**RECORDS FOR THE TASK:**

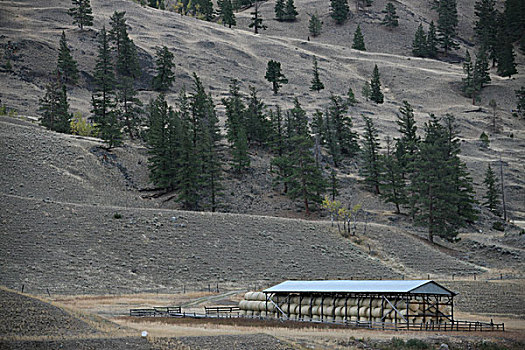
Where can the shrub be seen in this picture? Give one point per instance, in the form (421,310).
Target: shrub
(80,126)
(498,225)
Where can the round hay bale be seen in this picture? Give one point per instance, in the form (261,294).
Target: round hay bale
(363,311)
(353,311)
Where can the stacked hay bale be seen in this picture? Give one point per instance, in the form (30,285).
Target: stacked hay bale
(333,309)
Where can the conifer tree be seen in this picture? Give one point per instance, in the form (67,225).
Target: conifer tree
(520,96)
(375,87)
(486,25)
(275,76)
(67,66)
(506,59)
(370,147)
(279,10)
(339,10)
(343,135)
(290,11)
(103,98)
(419,45)
(317,84)
(392,184)
(257,20)
(351,100)
(447,24)
(257,124)
(391,18)
(492,192)
(54,108)
(359,40)
(81,13)
(164,78)
(432,41)
(305,180)
(226,13)
(206,138)
(315,25)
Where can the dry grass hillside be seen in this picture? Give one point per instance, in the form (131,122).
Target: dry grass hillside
(59,193)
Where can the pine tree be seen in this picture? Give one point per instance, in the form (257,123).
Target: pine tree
(341,123)
(375,87)
(317,84)
(359,40)
(206,138)
(81,13)
(279,10)
(315,25)
(257,20)
(506,59)
(486,25)
(447,24)
(305,180)
(290,11)
(226,13)
(54,108)
(520,96)
(468,82)
(164,78)
(432,41)
(351,100)
(370,147)
(392,184)
(66,66)
(419,45)
(391,18)
(274,75)
(339,10)
(492,192)
(104,115)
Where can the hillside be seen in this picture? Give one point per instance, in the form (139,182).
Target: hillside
(77,219)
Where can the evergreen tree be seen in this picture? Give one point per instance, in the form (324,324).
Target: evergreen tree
(274,75)
(506,62)
(359,40)
(305,180)
(492,192)
(257,125)
(392,184)
(257,20)
(343,135)
(317,84)
(520,96)
(339,10)
(315,25)
(419,45)
(447,24)
(164,78)
(226,13)
(104,115)
(279,10)
(375,87)
(206,138)
(81,13)
(391,18)
(290,11)
(432,41)
(351,100)
(486,25)
(444,200)
(67,66)
(371,167)
(54,108)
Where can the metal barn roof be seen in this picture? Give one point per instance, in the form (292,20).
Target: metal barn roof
(345,286)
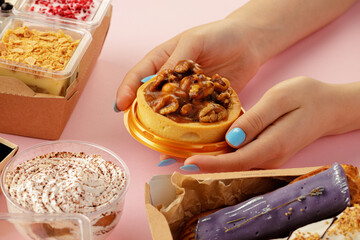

**THE PROBLEM:** The reply should hold an exact repeat of the entries from their opening line through the line with "Where can the round", and no pictures at all.

**RESULT BELOW:**
Where can the shrub be seen in this picture? Give one point per instance, in the form (421,310).
Target: shrub
(80,126)
(498,225)
Where can the round hay bale be seen in this picture? Give one point per instance, in the form (261,294).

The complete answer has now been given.